**Input for this task**.
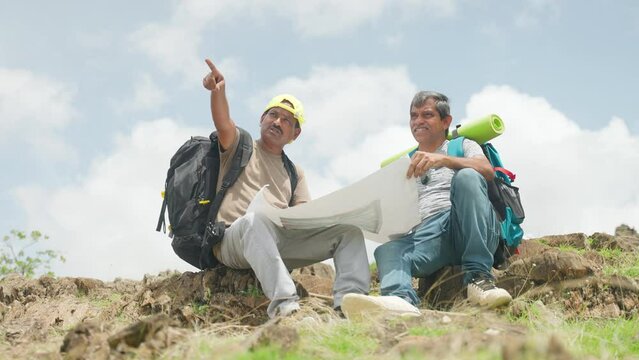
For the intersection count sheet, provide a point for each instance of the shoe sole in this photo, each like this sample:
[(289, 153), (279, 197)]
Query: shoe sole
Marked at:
[(359, 307), (499, 302)]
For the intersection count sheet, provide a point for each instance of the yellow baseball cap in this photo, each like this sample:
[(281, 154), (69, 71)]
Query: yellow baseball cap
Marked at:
[(281, 100)]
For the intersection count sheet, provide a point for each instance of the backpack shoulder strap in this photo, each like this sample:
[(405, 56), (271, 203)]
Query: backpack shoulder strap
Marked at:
[(455, 147), (238, 162), (292, 174)]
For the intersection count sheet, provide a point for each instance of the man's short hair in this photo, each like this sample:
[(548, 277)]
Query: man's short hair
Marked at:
[(441, 102)]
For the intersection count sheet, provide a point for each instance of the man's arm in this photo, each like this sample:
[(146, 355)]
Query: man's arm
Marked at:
[(214, 81), (422, 161)]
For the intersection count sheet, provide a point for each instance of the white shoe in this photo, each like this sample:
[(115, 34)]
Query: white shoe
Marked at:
[(358, 306), (483, 292)]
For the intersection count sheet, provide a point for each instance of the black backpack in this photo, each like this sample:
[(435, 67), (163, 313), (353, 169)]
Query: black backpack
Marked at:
[(191, 199)]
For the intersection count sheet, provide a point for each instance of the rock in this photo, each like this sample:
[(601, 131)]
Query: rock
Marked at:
[(84, 341), (285, 337), (443, 288), (625, 230), (623, 242), (141, 331), (577, 240), (315, 279), (321, 270)]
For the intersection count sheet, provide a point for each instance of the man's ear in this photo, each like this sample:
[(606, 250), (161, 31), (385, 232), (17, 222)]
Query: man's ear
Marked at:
[(298, 131), (448, 120)]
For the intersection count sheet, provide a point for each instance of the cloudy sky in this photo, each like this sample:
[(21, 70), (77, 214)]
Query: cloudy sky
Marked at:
[(96, 97)]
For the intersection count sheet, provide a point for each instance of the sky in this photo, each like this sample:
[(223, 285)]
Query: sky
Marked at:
[(95, 97)]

**Task goal**.
Copy the rows again, starting at the first row and stopping after the line that contains "[(191, 199)]". Include the requests, leave out the pictures, and multiply each point coordinate in the answers by 1.2, rounding to whole numbers with halves going up, while the sample points in the requests stay as they are.

**Problem solution**.
For the intersection count sheet, provide a point for each instance of the shoe sole in this photo, each like this sample:
[(289, 153), (279, 197)]
Query: shoe sole
Marked at:
[(431, 368), (599, 362)]
For the intersection count sheet, provide a point for each instance of the yellow baseball cap in this photo, each like this sample:
[(281, 154), (69, 71)]
Query: yellow baseball cap
Marked at:
[(337, 120)]
For the intersection count sheet, provide a point for each instance of the backpack shoulder strap in this photo, each like this sample:
[(405, 56), (271, 203)]
Query: backpack shoulder strap
Marked at:
[(546, 176), (286, 194), (350, 209)]
For the intersection count sheet, provide a point for each instance of the man's short hair in this photo, each like this sample:
[(548, 277)]
Query: man's short hair
Marked at:
[(529, 122)]
For the intersection count sheet, provide a point for each instance of the man's arm in this photo, each like this sample:
[(146, 355)]
Query: man's arm
Marked at:
[(257, 97), (506, 193)]
For the intersection count sheet, provide a point for each instance of the white shoe in this photo, each like this sample:
[(115, 34)]
Query: white shoe
Marked at:
[(430, 367), (580, 350)]
For the intersection count sheet, provide a point for each instance of the black backpack in this photo, each like this sample:
[(435, 67), (163, 313), (353, 169)]
Query: black backpack
Marked at:
[(229, 239)]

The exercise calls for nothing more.